**Short task**
Print all records exactly, leaving nothing out.

:::

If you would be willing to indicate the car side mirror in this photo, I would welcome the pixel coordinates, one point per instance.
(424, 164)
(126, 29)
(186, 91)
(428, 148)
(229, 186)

:::

**Response to this task**
If you would be willing to indicate the car side mirror in this photo, I would welcome the pixel coordinates, one point per instance.
(424, 164)
(126, 29)
(186, 91)
(428, 148)
(229, 186)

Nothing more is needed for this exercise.